BEGIN

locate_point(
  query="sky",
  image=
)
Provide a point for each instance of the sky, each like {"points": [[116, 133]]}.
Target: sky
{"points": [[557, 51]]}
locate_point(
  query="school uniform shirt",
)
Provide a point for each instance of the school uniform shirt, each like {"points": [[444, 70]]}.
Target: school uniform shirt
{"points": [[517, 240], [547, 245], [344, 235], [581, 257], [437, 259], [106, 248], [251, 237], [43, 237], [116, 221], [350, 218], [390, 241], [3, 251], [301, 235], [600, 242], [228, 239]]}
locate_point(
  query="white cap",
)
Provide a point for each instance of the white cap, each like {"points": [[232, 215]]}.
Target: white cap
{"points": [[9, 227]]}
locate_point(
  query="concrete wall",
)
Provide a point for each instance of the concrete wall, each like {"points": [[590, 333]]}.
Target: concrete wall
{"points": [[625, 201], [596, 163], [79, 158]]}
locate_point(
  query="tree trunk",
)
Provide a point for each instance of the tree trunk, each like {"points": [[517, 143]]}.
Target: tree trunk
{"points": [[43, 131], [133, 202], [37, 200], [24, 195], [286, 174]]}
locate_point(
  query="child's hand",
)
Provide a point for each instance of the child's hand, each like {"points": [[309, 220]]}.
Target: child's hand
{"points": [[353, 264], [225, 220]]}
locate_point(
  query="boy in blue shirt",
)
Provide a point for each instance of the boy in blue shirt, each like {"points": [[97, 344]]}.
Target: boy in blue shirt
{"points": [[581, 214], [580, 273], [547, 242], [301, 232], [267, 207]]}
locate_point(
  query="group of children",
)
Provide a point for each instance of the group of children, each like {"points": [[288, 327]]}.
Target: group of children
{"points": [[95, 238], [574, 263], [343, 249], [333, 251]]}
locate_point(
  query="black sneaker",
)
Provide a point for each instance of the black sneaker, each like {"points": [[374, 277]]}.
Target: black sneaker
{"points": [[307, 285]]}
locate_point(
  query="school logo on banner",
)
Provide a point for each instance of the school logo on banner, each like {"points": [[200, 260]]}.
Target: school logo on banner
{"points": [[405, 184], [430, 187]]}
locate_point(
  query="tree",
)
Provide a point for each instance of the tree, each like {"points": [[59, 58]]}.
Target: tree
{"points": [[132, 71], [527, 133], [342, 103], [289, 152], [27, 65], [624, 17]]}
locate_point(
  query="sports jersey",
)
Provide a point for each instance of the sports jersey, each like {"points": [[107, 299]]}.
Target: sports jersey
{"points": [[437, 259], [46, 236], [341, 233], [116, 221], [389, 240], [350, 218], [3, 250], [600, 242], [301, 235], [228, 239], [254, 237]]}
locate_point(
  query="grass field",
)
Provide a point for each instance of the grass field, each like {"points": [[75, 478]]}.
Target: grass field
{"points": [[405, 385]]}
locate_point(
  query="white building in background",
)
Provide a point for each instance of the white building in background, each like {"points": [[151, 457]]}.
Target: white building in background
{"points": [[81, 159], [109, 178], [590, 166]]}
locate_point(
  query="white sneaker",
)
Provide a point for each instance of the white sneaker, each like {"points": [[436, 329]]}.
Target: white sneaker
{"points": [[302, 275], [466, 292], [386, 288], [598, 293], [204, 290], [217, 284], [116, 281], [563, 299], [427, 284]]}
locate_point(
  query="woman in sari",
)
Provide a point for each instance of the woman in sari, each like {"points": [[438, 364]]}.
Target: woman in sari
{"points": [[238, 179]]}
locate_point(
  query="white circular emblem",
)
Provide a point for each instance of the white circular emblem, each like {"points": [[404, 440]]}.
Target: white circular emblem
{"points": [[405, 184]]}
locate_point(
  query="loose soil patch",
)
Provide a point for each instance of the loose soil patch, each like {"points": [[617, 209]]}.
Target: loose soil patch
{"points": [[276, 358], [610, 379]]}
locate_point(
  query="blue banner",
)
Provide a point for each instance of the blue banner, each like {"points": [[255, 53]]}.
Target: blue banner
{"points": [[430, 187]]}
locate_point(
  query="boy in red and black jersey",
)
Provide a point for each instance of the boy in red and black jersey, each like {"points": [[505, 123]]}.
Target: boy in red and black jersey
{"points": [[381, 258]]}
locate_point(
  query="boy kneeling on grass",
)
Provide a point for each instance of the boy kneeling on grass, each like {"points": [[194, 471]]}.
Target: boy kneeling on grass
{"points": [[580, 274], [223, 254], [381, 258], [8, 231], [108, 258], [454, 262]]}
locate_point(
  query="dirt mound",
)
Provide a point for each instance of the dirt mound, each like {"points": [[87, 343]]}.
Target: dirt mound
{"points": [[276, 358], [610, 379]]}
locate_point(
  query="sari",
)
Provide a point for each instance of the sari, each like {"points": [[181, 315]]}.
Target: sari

END

• **PROBLEM**
Identify every line above that contains the word "emblem" and copy each one.

• **WORKED ANSWER**
  query="white circular emblem",
Provide a point for each instance of the white circular emblem, each like {"points": [[404, 440]]}.
Target: white circular emblem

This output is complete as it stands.